* Task brief
Can you quote the lines below exactly, starting at the line with "Category: pagoda roof" and going through the last one?

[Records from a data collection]
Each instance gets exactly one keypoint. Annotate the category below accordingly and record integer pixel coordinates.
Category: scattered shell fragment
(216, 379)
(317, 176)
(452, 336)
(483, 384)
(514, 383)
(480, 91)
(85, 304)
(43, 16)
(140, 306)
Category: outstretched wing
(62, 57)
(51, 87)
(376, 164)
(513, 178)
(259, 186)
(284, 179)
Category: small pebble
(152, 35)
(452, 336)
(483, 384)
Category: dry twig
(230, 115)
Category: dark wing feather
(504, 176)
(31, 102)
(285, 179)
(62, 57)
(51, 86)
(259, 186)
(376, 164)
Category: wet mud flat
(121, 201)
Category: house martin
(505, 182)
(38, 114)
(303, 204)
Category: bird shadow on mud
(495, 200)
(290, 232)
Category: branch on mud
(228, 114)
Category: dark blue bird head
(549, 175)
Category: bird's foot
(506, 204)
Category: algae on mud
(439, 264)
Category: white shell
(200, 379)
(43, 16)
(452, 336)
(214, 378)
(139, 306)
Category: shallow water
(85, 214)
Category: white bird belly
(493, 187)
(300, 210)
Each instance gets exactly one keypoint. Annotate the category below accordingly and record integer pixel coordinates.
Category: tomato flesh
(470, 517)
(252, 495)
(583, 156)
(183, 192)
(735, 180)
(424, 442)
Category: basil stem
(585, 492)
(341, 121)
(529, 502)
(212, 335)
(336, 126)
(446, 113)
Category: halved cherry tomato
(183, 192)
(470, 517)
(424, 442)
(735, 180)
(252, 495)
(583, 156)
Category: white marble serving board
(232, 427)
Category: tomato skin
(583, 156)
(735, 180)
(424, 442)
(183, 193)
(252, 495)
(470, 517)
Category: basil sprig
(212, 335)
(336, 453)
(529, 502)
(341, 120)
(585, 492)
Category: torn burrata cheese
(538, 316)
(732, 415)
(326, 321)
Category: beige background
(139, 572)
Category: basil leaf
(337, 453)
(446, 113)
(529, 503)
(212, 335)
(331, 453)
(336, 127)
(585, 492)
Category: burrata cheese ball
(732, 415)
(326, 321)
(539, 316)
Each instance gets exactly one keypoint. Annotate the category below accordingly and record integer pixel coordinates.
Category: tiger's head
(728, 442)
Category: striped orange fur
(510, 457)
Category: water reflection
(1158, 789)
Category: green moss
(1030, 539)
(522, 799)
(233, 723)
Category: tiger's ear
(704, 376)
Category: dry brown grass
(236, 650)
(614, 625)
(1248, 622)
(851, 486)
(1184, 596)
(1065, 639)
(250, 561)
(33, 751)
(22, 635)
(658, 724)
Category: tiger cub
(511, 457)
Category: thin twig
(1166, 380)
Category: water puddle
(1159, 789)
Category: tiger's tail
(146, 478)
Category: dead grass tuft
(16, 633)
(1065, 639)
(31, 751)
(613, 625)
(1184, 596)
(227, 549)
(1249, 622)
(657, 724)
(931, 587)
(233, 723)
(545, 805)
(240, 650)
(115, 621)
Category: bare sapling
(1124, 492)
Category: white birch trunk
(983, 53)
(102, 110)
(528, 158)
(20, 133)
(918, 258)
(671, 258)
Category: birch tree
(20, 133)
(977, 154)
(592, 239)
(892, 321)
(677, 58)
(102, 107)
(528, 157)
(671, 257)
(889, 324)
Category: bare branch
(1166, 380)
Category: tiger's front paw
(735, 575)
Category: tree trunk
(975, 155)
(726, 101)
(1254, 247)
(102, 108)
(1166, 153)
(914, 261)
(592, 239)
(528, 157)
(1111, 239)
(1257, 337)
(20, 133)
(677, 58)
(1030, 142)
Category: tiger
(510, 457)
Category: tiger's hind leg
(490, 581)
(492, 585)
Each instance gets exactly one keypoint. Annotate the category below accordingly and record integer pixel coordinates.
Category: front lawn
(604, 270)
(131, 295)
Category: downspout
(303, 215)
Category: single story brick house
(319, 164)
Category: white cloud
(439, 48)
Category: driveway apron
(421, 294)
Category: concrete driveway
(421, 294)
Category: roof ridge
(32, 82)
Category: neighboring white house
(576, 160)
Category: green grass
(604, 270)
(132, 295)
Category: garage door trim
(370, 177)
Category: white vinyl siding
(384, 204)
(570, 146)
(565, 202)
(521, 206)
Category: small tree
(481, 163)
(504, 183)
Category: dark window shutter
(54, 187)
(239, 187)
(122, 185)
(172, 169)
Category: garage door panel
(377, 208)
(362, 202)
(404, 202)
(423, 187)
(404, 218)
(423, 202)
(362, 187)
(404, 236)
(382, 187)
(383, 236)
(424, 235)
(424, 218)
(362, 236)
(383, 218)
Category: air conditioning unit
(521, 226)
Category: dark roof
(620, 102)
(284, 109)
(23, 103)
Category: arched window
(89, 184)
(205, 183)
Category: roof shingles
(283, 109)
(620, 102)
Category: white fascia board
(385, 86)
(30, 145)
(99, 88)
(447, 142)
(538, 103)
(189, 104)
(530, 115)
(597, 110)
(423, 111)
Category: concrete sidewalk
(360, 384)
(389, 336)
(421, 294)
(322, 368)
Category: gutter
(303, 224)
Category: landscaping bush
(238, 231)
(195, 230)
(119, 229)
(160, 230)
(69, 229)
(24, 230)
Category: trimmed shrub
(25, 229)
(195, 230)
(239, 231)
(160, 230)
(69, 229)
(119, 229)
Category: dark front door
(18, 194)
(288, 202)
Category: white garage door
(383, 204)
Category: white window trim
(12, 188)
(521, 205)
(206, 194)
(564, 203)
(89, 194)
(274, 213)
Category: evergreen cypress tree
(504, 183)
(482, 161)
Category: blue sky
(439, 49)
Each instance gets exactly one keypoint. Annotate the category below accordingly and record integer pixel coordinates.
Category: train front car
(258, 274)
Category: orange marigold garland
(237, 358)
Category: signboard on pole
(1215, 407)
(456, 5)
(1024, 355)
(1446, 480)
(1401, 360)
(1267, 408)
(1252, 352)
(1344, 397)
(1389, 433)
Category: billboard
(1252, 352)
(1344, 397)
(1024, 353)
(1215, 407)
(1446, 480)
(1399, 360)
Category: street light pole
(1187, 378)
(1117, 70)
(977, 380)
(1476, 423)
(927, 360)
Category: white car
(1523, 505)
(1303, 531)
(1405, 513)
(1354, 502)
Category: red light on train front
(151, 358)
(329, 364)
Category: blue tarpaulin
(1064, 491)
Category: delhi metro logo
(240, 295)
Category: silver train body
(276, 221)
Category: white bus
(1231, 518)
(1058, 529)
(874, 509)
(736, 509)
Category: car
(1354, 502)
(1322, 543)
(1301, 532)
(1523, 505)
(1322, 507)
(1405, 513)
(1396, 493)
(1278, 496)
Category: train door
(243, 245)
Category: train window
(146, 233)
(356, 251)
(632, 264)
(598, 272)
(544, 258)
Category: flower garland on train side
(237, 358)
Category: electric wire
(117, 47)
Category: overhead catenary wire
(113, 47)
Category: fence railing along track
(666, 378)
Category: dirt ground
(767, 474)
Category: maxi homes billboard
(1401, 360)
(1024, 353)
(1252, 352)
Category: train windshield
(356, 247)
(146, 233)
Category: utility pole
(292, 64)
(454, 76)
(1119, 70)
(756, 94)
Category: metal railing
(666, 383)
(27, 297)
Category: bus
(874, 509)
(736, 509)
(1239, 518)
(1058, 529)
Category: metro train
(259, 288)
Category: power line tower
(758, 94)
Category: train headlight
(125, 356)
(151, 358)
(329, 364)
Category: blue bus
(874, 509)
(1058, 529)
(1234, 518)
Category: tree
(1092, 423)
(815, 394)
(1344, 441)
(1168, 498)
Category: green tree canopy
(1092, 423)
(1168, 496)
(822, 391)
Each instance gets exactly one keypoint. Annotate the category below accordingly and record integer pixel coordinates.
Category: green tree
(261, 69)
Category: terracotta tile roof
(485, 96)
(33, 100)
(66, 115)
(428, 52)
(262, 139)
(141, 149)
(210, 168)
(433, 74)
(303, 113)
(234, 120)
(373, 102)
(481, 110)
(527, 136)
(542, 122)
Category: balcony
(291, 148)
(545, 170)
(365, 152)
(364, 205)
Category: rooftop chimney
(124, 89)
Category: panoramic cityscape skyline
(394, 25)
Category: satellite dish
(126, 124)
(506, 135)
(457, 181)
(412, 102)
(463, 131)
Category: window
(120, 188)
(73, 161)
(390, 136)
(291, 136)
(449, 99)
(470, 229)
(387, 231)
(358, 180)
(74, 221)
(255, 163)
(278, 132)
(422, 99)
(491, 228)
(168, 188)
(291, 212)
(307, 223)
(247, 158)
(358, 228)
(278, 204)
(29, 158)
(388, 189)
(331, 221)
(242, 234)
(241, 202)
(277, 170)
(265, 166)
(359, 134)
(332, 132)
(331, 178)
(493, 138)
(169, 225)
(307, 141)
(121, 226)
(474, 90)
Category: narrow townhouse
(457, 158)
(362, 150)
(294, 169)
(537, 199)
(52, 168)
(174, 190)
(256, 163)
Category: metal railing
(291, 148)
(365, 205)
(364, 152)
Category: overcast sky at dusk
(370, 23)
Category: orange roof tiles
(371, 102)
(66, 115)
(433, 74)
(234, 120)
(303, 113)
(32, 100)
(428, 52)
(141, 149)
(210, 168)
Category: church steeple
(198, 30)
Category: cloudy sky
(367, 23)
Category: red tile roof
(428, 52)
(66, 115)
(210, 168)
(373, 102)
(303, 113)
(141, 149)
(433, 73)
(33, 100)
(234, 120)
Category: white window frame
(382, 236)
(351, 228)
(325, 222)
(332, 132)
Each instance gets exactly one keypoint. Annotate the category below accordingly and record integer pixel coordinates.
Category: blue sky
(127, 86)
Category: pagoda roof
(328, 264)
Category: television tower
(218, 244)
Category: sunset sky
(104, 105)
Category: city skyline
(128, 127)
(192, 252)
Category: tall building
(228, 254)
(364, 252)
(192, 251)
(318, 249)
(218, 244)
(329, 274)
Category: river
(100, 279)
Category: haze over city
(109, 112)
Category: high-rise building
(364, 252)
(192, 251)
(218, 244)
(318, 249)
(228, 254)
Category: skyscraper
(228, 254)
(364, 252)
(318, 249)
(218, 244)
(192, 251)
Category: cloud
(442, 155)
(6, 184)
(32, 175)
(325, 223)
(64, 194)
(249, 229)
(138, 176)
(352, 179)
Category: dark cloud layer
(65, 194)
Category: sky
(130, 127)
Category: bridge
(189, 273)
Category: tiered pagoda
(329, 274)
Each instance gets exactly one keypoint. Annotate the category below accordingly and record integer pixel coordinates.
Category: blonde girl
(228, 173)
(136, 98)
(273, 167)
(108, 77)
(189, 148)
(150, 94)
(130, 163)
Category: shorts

* Response for this exercise
Category: pagoda roof
(328, 264)
Category: television tower
(218, 244)
Category: sunset sky
(104, 105)
Category: city skyline
(128, 127)
(192, 252)
Category: tall building
(228, 254)
(364, 252)
(192, 251)
(318, 249)
(218, 244)
(329, 274)
Category: river
(100, 279)
Category: haze over city
(109, 112)
Category: high-rise building
(364, 252)
(192, 251)
(218, 244)
(318, 249)
(228, 254)
Category: skyscraper
(228, 254)
(364, 252)
(318, 249)
(218, 244)
(192, 251)
Category: cloud
(442, 155)
(6, 184)
(32, 175)
(325, 223)
(64, 194)
(249, 229)
(138, 176)
(352, 179)
Category: dark cloud layer
(65, 194)
Category: sky
(130, 127)
Category: bridge
(189, 273)
Category: tiered pagoda
(329, 274)
Each instance gets exactly one keypoint. Annotate the category below accordingly and record integer pixel coordinates.
Category: blonde girl
(228, 173)
(136, 98)
(273, 167)
(108, 77)
(189, 148)
(150, 94)
(130, 163)
Category: shorts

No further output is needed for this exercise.